**PASSAGE DU DOCUMENT:**
####################

Le roman brûlant de Sorj Chalandon, Le Quatrième mur, à l’origine d’Antigone 82,  est traversé par « l’idée belle et folle » de monter l’Antigone de Jean Anouilh au cœur de Beyrouth en guerre. En 1982, au Liban, Georges poursuit le rêve de son ami Samuel Akounis, un metteur en scène grec et juif, trop malade pour le réaliser. Il s’agit de réunir des protagonistes des camps qui s’entre-déchirent pour qu’ils jouent ensemble.  

Dans les ruines d’un cinéma, sorte d’amphithéâtre meurtri, Georges parvient à regrouper ses « comédiens ». Antigone est une palestinienne sunnite, Créon, un chrétien maronite, Hémon, un druze, la Nourrice, une chaldéenne, Eurydice, une chiite, le Chœur, un juif ( joué par Georges qui porte la kippa de son ami). Une trêve théâtrale imaginée pour arracher quelques heures à l’horreur mais qui ne pourra se réaliser. La guerre aura raison de la représentation. 

Antigone 82
Antigone 82 (c)Jérôme Belin

« Briser le quatrième mur »

Sorj Chalandon a donné un titre profondément théâtral à son roman Le Quatrième mur.  Pour Brecht, un théâtre nécessaire est celui qui ne perd pas de vue la société au service de laquelle il est. Il ne doit pas y avoir de quatrième mur entre la salle et la scène.

Jean-Paul Wenzel dans Antigone 82 choisit de s’inscrire dans cette lignée. Le dispositif est tri-frontal. Deux rangées de sièges investissent le plateau. Les acteurs prennent place à côté des spectateurs. La scène se prolonge parmi nous. Brisé, le quatrième mur, permet d’interroger l’instant vécu.

####################

**EXTRAIT DES DONNÉES:**
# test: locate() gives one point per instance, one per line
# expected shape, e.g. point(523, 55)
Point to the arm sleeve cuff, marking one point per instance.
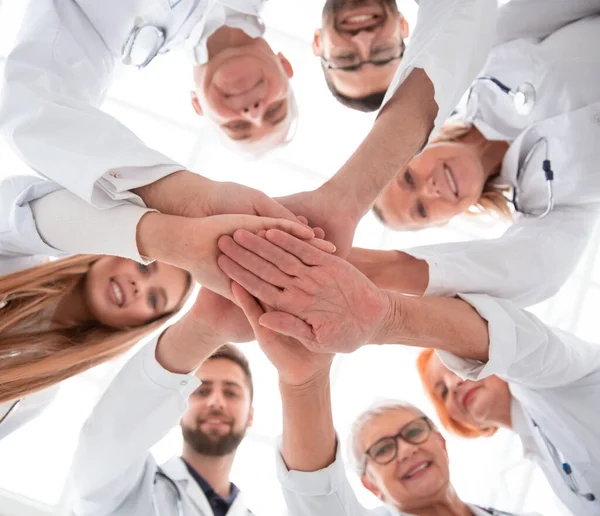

####################

**TRAVAIL À EFFECTUER:**
1. Selon le passage sur Antigone 82, quel dispositif scénique Jean-Paul Wenzel adopte-t-il ?
2. Reprenez le passage sur Antigone 82 entre « Sorj Chalandon a » et « d’interroger l’instant vécu. », inclus, en substituant « membres du public » à « spectateurs ».
3. Prolongez le passage consacré à la mise en scène d'Antigone 82 au-delà de sa dernière phrase.

**RÉPONSES PAR CONSIGNE:**
1. Un dispositif tri-frontal.

2.
Sorj Chalandon a donné un titre profondément théâtral à son roman Le Quatrième mur.  Pour Brecht, un théâtre nécessaire est celui qui ne perd pas de vue la société au service de laquelle il est. Il ne doit pas y avoir de quatrième mur entre la salle et la scène.

Jean-Paul Wenzel dans Antigone 82 choisit de s’inscrire dans cette lignée. Le dispositif est tri-frontal. Deux rangées de sièges investissent le plateau. Les acteurs prennent place à côté des membres du public. La scène se prolonge parmi nous. Brisé, le quatrième mur, permet d’interroger l’instant vécu.

3.
L’impression est renforcée par la présence sur le plateau de deux musiciens-acteurs. Les accents orientaux du oud de Hassan Abb Alrahman et la guitare électrique de Nathan Gabily accompagnent le jeu. Comme la vidéo, qui inscrit les événements dans la chronologie et fait dialoguer le présent du plateau avec un ailleurs qui lui répond parfois.

Antigone 82
Lou Wenzel dans Antigone 82

La victoire du récit

La mise en scène de Jean-Paul Wenzel respecte le roman et s’attache à adapter les événements majeurs de la narration. Mais, la représentation ne parvient pas à bouleverser comme avait pu le faire la lecture du roman de Sorj Chalandon. L’écriture fiévreuse, violente, son souffle épique, noir et poignant, reste en mémoire comme un écho tragique qu’on aurait aimé retrouver.

De l’interprétation, inégale, on retiendra celle de Pierre Giafferi qui donne à voir la descente aux enfers de Georges et celle d’Hammou Graïa qui campe un Marwan, très proche de son modèle littéraire, attachant et redoutable.

Le Quatrième mur de Sorj Chalandon ne cesse d’être interrogé théâtralement. Le texte est adapté et monté aux Déchargeurs du 12 février 2019 au 2 mars 2019 par Julien Bleitrach et Cyril Manetta. Il sera intéressant de découvrir ce nouveau point de vue.

Mise en scène : Jean-Paul Wenzel Adaptation : Arlette Namiand
Avec
Hassan Abd Alrahman (jeu et musique), Fadila Belkebla, Pauline Belle, Pierre Devérines, Nathan Gabily (jeu et musique) Pierre Giafferi, Hammou Graïa, Lou Wenzel.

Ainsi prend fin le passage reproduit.